__WHAT TO WORK ON__
Could you give everything in the material below, from the line containing "form [(28, 270)]." down to the line containing "[(76, 273), (262, 227), (21, 188)]", both of those lines included, as a numbered list with blank lines and pictures left out?

--- Start of DATA SUPPLIED ---

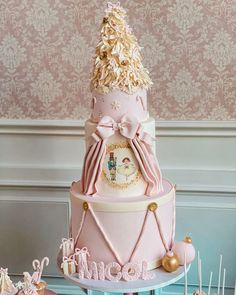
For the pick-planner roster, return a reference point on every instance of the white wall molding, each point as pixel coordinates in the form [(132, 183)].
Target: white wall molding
[(163, 128)]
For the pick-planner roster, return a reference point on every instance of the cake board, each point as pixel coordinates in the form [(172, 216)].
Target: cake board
[(154, 286)]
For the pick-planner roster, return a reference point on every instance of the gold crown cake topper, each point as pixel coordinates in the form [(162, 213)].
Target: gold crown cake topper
[(118, 62)]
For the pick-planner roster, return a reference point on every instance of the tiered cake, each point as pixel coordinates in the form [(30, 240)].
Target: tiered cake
[(122, 211)]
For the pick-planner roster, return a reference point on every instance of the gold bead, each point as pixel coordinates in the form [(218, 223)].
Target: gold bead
[(103, 55), (152, 207), (85, 206), (188, 240), (170, 262), (105, 20)]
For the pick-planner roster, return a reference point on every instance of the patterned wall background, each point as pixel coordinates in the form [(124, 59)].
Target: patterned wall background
[(46, 49)]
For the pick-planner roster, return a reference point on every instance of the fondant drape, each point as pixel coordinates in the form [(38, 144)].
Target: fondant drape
[(140, 143)]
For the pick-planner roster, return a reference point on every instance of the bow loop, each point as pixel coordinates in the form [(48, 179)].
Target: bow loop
[(128, 127), (144, 136), (105, 127)]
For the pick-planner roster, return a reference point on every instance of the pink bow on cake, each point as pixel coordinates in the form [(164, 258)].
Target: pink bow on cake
[(140, 142)]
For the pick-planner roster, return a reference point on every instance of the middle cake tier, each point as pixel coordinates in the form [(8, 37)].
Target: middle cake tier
[(121, 174)]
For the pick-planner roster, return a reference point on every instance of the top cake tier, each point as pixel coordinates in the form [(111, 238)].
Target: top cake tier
[(117, 103)]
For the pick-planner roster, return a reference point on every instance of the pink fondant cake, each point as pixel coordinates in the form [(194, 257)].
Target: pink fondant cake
[(122, 211)]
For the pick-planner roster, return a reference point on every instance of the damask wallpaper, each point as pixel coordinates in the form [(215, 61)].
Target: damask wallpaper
[(46, 50)]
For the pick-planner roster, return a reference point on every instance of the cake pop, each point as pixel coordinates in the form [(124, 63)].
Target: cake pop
[(185, 247)]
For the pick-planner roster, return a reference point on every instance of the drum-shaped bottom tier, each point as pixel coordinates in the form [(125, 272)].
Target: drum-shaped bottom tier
[(131, 230)]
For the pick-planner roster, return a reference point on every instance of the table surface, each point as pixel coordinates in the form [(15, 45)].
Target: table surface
[(162, 279), (49, 292)]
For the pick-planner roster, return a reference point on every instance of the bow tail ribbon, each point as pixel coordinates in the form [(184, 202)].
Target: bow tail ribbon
[(93, 165), (141, 146)]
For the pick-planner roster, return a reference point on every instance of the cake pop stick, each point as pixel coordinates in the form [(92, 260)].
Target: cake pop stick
[(200, 276), (209, 286), (223, 285), (219, 275), (185, 276)]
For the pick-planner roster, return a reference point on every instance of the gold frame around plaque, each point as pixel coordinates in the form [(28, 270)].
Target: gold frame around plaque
[(111, 147)]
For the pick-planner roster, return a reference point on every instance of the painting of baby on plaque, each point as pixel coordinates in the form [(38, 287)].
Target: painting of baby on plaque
[(120, 168), (127, 168)]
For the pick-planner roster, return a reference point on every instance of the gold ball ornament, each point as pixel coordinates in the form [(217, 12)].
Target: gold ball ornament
[(170, 262), (105, 20)]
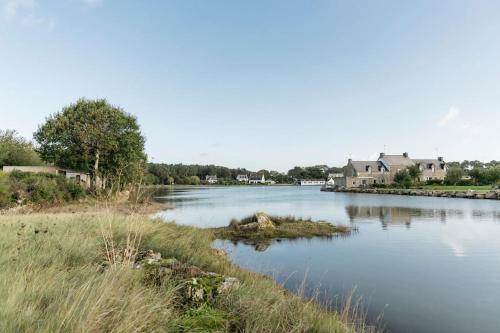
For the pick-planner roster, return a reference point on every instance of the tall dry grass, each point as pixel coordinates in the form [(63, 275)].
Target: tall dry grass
[(52, 281)]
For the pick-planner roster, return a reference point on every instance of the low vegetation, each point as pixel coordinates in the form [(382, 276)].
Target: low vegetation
[(76, 273), (262, 227), (21, 188)]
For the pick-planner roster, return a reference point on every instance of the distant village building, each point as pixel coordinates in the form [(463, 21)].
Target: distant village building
[(211, 179), (311, 182), (242, 178), (383, 170), (81, 178), (257, 179)]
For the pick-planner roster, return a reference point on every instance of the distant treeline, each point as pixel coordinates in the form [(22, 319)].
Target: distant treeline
[(479, 173), (194, 174)]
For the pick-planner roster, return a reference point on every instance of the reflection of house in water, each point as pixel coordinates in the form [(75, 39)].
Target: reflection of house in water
[(386, 215), (399, 215)]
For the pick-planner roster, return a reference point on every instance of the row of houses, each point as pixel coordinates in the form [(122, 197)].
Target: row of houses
[(383, 170), (245, 179)]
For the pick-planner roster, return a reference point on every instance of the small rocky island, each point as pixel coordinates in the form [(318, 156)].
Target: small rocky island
[(260, 226)]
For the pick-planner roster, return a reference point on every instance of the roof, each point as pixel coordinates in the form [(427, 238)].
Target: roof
[(434, 161), (397, 160), (360, 166)]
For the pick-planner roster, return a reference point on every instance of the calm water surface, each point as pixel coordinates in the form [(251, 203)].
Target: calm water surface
[(427, 264)]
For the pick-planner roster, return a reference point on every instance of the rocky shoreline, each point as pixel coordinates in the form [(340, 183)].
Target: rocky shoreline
[(492, 195)]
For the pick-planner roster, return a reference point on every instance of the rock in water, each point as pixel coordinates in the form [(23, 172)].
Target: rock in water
[(263, 221)]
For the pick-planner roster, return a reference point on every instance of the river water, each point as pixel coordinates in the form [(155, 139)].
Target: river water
[(425, 264)]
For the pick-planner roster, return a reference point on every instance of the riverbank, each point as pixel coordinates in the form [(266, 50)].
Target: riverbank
[(80, 271), (470, 194)]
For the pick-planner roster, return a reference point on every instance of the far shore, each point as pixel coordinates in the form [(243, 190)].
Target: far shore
[(442, 193)]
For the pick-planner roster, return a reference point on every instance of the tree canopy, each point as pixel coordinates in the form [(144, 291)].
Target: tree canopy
[(16, 150), (94, 136)]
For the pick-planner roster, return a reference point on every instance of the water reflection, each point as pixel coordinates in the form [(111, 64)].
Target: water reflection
[(406, 215), (435, 267), (264, 244)]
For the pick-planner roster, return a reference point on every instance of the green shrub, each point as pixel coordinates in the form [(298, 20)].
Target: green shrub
[(43, 188), (5, 198)]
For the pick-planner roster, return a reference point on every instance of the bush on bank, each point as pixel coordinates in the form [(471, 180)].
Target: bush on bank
[(51, 281), (37, 188)]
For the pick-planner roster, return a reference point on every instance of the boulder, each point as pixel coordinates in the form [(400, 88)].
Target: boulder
[(206, 287), (263, 221), (228, 283)]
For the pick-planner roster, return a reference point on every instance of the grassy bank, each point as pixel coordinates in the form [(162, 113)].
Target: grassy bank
[(37, 189), (271, 227), (51, 281)]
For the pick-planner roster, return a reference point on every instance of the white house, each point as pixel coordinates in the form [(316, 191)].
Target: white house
[(242, 178), (311, 182), (211, 179), (257, 179)]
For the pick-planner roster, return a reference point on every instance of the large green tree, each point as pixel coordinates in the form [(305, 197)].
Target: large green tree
[(97, 137), (16, 150)]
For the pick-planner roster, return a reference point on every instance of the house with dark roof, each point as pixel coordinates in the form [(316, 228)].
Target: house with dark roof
[(257, 179), (383, 170)]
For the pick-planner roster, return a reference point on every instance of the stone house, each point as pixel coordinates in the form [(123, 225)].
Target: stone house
[(257, 179), (383, 170), (242, 178)]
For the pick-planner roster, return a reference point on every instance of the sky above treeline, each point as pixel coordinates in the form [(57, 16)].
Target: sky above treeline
[(264, 84)]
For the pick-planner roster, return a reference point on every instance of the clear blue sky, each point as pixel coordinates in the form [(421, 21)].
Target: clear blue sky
[(264, 84)]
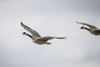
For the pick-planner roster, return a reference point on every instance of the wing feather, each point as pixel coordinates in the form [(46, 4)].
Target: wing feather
[(33, 32), (90, 26)]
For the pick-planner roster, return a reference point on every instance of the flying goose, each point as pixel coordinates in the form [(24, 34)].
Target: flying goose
[(36, 38), (92, 29)]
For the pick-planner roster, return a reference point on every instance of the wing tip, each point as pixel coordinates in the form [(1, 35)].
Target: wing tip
[(77, 22)]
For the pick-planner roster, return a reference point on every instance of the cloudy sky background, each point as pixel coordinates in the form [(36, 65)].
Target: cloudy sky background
[(53, 18)]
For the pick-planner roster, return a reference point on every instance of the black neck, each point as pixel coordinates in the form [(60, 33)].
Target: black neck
[(29, 35)]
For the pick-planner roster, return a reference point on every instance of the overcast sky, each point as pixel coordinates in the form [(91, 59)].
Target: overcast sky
[(53, 18)]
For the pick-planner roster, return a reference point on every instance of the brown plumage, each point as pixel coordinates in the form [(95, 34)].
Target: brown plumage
[(92, 29), (36, 38)]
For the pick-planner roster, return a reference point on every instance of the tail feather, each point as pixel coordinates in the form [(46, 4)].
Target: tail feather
[(60, 37)]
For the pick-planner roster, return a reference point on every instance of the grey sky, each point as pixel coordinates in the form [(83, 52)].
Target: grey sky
[(49, 17)]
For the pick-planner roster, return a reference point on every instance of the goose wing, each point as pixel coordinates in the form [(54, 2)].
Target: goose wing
[(33, 32), (90, 26)]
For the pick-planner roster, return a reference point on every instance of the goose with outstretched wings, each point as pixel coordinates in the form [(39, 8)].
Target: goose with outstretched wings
[(92, 29), (35, 36)]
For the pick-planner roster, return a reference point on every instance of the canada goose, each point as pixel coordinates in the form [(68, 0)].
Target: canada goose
[(36, 38), (92, 29)]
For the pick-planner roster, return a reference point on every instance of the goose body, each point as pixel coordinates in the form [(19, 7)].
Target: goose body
[(35, 36), (92, 29)]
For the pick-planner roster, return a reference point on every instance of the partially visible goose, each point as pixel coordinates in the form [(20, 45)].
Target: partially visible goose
[(36, 38), (92, 29)]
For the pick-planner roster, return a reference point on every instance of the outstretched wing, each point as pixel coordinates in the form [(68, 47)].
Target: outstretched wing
[(90, 26), (50, 37), (33, 32)]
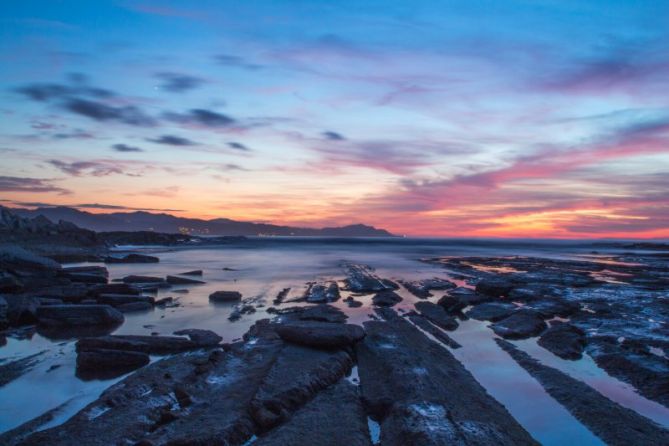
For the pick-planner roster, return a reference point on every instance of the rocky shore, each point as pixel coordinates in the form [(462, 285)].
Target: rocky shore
[(305, 374)]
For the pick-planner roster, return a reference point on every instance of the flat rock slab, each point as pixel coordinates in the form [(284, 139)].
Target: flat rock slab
[(197, 272), (495, 286), (492, 311), (422, 395), (135, 307), (564, 340), (520, 325), (386, 298), (142, 279), (157, 345), (201, 337), (320, 334), (322, 292), (334, 417), (431, 329), (614, 424), (321, 313), (422, 288), (361, 278), (647, 372), (121, 299), (78, 315), (132, 258), (225, 296), (114, 288), (106, 364), (9, 371), (188, 399), (296, 376), (437, 315), (176, 280)]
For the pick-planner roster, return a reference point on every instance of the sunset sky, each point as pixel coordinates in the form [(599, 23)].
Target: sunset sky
[(447, 118)]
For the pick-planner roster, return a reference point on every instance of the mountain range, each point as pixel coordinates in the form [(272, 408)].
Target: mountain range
[(160, 222)]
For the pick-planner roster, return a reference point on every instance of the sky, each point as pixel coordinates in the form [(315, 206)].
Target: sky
[(474, 118)]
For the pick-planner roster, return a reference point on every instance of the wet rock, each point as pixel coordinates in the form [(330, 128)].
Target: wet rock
[(552, 307), (386, 298), (520, 325), (220, 386), (422, 288), (197, 272), (114, 288), (614, 424), (647, 372), (352, 303), (153, 345), (322, 292), (563, 340), (91, 269), (134, 279), (204, 338), (437, 315), (78, 315), (402, 376), (21, 310), (16, 259), (132, 258), (429, 328), (321, 313), (106, 364), (225, 296), (451, 304), (492, 311), (298, 374), (463, 297), (281, 296), (9, 283), (176, 280), (334, 417), (239, 312), (11, 370), (320, 334), (121, 299), (134, 307), (361, 278), (4, 323), (85, 274), (494, 287)]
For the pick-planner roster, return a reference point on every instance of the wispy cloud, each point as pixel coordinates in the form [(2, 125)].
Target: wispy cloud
[(22, 184), (172, 140), (178, 82)]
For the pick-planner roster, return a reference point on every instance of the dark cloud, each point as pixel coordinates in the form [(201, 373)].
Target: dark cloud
[(80, 98), (178, 83), (19, 184), (74, 134), (333, 136), (172, 140), (231, 167), (126, 148), (200, 116), (111, 207), (44, 92), (238, 146), (94, 168), (98, 111), (236, 61)]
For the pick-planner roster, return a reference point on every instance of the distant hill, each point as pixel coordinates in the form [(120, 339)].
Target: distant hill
[(147, 221)]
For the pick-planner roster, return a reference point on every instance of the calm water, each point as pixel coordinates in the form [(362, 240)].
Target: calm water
[(263, 267)]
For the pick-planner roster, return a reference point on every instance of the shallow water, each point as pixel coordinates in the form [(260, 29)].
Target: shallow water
[(262, 268)]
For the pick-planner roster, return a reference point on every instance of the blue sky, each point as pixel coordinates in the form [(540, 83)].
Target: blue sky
[(496, 118)]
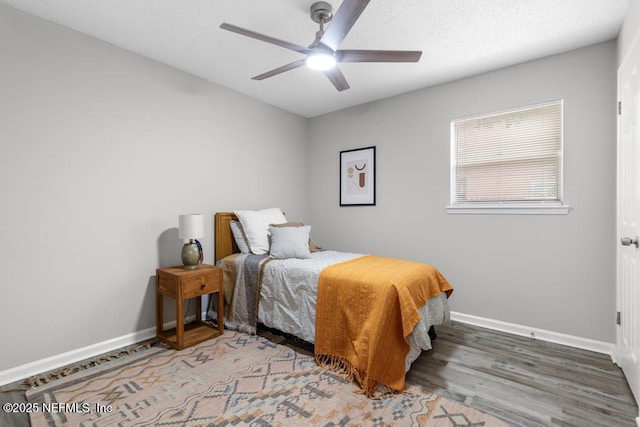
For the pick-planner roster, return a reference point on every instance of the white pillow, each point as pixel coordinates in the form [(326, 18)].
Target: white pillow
[(239, 237), (255, 225), (290, 242)]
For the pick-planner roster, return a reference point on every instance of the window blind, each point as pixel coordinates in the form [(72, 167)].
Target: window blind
[(513, 156)]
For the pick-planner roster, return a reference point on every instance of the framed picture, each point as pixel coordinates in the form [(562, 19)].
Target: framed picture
[(358, 177)]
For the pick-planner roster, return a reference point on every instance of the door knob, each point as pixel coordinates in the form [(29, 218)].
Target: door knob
[(628, 241)]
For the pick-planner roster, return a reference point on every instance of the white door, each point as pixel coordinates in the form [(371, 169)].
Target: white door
[(628, 218)]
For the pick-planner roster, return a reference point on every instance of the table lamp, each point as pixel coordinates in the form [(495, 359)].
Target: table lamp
[(191, 227)]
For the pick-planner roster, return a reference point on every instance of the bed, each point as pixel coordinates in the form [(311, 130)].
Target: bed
[(309, 298)]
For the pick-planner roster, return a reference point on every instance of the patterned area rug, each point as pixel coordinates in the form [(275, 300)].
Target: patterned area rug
[(235, 379)]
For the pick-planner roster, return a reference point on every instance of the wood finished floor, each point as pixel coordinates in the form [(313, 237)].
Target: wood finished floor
[(523, 381)]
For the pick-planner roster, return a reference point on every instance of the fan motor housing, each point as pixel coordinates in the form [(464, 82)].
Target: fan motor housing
[(321, 11)]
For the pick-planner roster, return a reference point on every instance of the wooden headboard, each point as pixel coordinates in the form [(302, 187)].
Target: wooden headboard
[(225, 244)]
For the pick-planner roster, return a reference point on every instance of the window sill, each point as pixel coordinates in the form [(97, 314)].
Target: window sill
[(514, 209)]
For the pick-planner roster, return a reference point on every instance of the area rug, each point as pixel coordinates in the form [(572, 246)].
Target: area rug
[(235, 379)]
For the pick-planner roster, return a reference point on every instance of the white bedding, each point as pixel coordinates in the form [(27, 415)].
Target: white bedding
[(288, 299)]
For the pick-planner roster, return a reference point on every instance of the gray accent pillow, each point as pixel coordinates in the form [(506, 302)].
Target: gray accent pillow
[(290, 242)]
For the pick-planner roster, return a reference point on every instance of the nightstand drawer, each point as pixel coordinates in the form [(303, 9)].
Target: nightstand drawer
[(206, 283)]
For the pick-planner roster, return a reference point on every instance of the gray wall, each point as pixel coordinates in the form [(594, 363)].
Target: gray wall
[(550, 272), (101, 150)]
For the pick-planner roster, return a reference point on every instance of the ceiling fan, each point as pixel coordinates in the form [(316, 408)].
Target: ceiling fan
[(324, 52)]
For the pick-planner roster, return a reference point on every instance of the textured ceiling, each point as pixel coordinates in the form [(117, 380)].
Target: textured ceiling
[(458, 38)]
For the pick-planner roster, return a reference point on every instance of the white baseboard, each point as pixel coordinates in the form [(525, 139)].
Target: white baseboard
[(54, 362), (535, 333), (60, 360)]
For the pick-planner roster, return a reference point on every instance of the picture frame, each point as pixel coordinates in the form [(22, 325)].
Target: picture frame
[(358, 177)]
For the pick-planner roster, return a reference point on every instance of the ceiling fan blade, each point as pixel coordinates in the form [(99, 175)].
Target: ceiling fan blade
[(337, 78), (352, 55), (342, 21), (280, 70), (264, 38)]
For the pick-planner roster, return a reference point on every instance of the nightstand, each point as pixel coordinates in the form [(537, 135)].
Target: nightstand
[(181, 284)]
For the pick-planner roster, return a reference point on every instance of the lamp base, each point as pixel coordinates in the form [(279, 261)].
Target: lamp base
[(190, 255)]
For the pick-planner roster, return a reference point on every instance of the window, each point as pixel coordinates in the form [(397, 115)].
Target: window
[(508, 162)]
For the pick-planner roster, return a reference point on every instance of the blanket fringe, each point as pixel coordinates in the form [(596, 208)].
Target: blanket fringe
[(368, 386)]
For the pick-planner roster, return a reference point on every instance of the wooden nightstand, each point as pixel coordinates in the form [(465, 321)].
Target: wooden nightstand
[(181, 284)]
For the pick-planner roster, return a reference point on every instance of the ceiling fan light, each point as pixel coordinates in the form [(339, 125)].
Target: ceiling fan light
[(321, 61)]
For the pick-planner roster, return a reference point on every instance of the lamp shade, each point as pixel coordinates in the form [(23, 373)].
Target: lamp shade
[(190, 226)]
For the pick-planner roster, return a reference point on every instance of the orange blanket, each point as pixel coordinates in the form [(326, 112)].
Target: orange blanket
[(366, 309)]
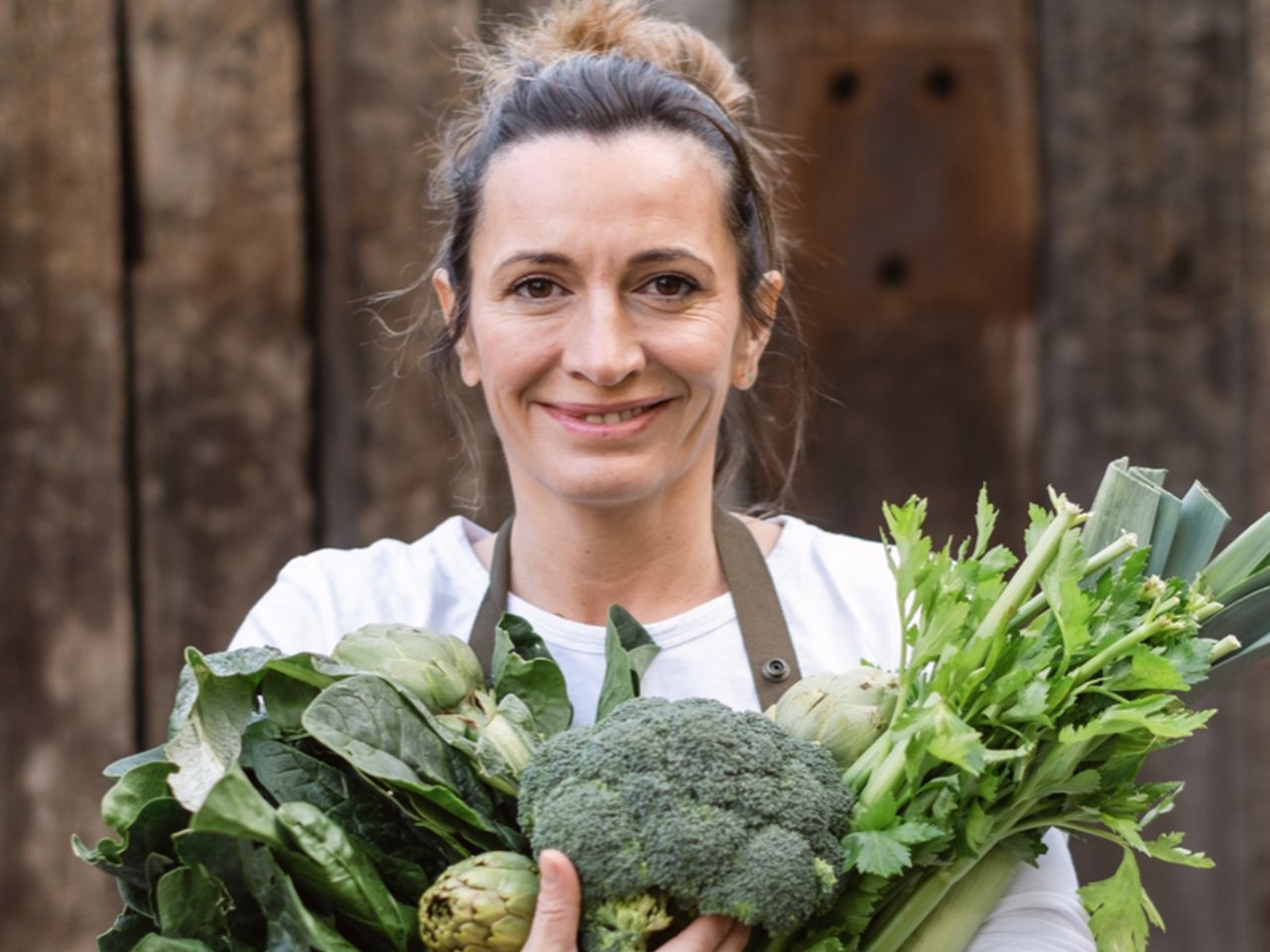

--- End of DATA SUPPLIED ---

__REPLY TO THE EXERCISE__
1. For the pick-planner roster, return a reference point on every instance of the gold frame around plaque, each point as pixel coordinates in the form [(28, 270)].
2. Target: gold frame around plaque
3. [(111, 147)]
4. For the pick-planner roster, return a reference point on every instance of the painting of baby on plaque, each point as pixel coordinates in the form [(38, 287)].
5. Target: painting of baby on plaque
6. [(120, 168), (127, 168)]
7. For the pick-planner roster, return a reference point on every instance of the gold ball ornament, each point as pixel coordinates in the form [(217, 12)].
8. Target: gold ball ornament
9. [(170, 262), (105, 20)]
10. For the pick-planner roster, return a reference point on every instance of the tall dry grass, each point as pixel coordinates in the form [(63, 275)].
11. Target: tall dry grass
12. [(52, 281)]
13. For the pick-planner roster, return a reference point on every instance of the low vegetation, each point as pixel coordinates in the form [(382, 276)].
14. Target: low vegetation
15. [(76, 273), (262, 227), (21, 188)]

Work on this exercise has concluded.